About this task:
In the entries below, find the line containing "Drop a point on each instance of the seal nostril.". Copy it and all lines after it, exactly, through the end.

-------- Exercise data

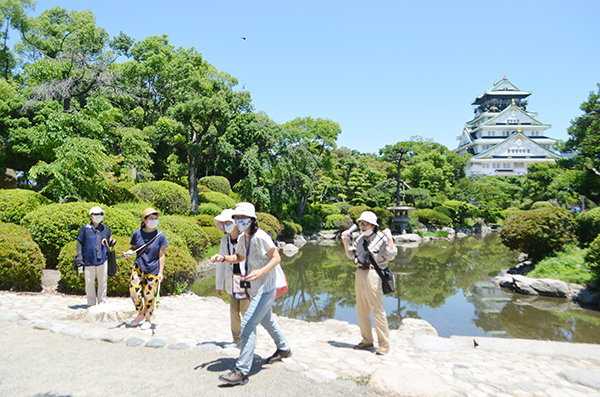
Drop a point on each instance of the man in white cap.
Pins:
(92, 253)
(238, 303)
(370, 245)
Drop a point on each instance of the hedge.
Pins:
(290, 229)
(16, 203)
(205, 220)
(209, 209)
(221, 200)
(338, 222)
(188, 230)
(269, 224)
(538, 232)
(179, 272)
(216, 183)
(52, 226)
(431, 217)
(21, 260)
(587, 225)
(167, 197)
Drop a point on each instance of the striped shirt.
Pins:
(260, 244)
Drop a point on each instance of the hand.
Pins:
(254, 275)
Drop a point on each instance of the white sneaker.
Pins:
(146, 325)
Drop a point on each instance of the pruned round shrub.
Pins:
(431, 217)
(290, 228)
(324, 210)
(384, 217)
(209, 209)
(541, 204)
(338, 222)
(538, 232)
(205, 220)
(21, 260)
(135, 208)
(167, 197)
(344, 207)
(216, 183)
(221, 200)
(118, 194)
(212, 235)
(179, 272)
(269, 224)
(355, 211)
(587, 225)
(16, 203)
(188, 230)
(52, 226)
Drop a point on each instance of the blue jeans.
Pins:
(259, 312)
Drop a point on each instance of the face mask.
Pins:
(228, 227)
(243, 224)
(367, 232)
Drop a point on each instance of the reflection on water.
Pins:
(446, 283)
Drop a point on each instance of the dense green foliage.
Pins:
(538, 232)
(587, 225)
(21, 261)
(216, 183)
(179, 272)
(52, 226)
(188, 230)
(16, 203)
(167, 197)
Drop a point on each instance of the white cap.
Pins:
(223, 217)
(368, 216)
(244, 209)
(97, 210)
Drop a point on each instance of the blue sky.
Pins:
(383, 70)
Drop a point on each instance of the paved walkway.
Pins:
(420, 363)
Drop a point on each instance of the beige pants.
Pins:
(237, 309)
(91, 273)
(369, 299)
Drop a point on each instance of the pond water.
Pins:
(446, 283)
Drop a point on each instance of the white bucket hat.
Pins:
(97, 210)
(244, 209)
(368, 216)
(223, 217)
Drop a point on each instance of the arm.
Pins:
(161, 262)
(258, 273)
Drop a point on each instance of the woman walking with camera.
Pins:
(261, 257)
(369, 294)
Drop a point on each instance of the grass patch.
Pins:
(568, 265)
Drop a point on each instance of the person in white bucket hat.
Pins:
(262, 256)
(367, 285)
(226, 271)
(92, 253)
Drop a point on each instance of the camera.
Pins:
(244, 284)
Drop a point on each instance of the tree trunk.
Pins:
(193, 182)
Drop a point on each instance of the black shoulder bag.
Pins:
(388, 283)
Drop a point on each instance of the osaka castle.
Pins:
(503, 137)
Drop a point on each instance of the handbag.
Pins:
(388, 282)
(280, 281)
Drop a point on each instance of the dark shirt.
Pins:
(87, 238)
(148, 260)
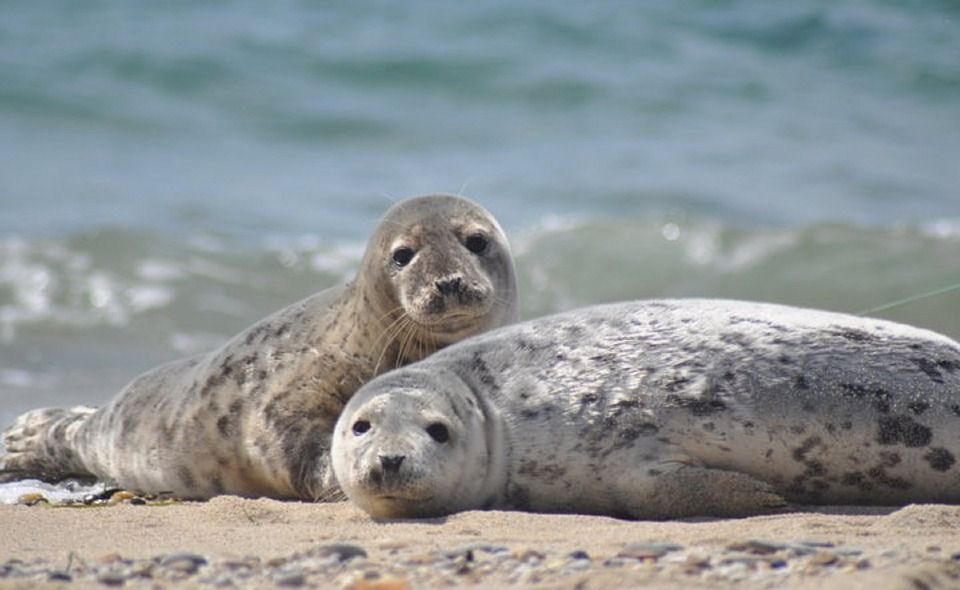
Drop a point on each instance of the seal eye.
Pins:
(438, 432)
(477, 243)
(402, 256)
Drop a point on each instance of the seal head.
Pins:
(440, 268)
(417, 444)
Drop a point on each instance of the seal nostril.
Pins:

----------------

Exercise result:
Drop a point on each instance of the seal nostril.
Pins:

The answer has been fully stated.